## The problem:
Would you please give every entry again exactly, without the pictures?

*** Extracted records Section Begins ***

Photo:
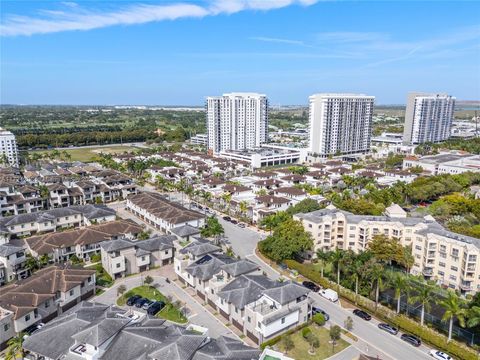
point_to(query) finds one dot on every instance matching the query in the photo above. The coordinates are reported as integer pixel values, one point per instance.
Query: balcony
(427, 272)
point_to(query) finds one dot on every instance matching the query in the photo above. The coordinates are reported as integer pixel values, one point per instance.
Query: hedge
(403, 322)
(306, 332)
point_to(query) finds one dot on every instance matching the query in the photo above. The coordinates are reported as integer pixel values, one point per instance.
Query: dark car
(317, 310)
(131, 300)
(155, 307)
(139, 303)
(411, 339)
(311, 285)
(32, 329)
(388, 328)
(362, 314)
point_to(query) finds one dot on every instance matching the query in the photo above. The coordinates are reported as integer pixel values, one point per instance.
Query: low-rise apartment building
(96, 331)
(161, 213)
(452, 259)
(125, 257)
(82, 243)
(12, 263)
(43, 296)
(53, 220)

*** Extracted records Section Ends ***

## Written reply:
Photo:
point_to(query) finds one dot on every instance matching the query in the photo above. The coordinates are reported as integer pixel values, one point per instance.
Query: balcony
(427, 272)
point_to(query) finds one dot on every instance matching the query in the photo above. The coordinates are reported as integer pixel values, one point per instance.
Query: hedge
(403, 322)
(306, 332)
point_to(query) finds one dot on every instance matching the query in the photo above. The coordinates are reported as integer pixel values, one point per instance.
Query: dark car
(317, 310)
(131, 300)
(155, 307)
(139, 303)
(411, 339)
(311, 285)
(32, 329)
(388, 328)
(362, 314)
point_to(query) finds one dot on every instance matching the query in the photo above. The coordinates are reported as integer pixel values, one point per instance.
Query: low-rise apartment building
(96, 331)
(161, 213)
(452, 259)
(125, 257)
(82, 243)
(12, 263)
(43, 296)
(53, 220)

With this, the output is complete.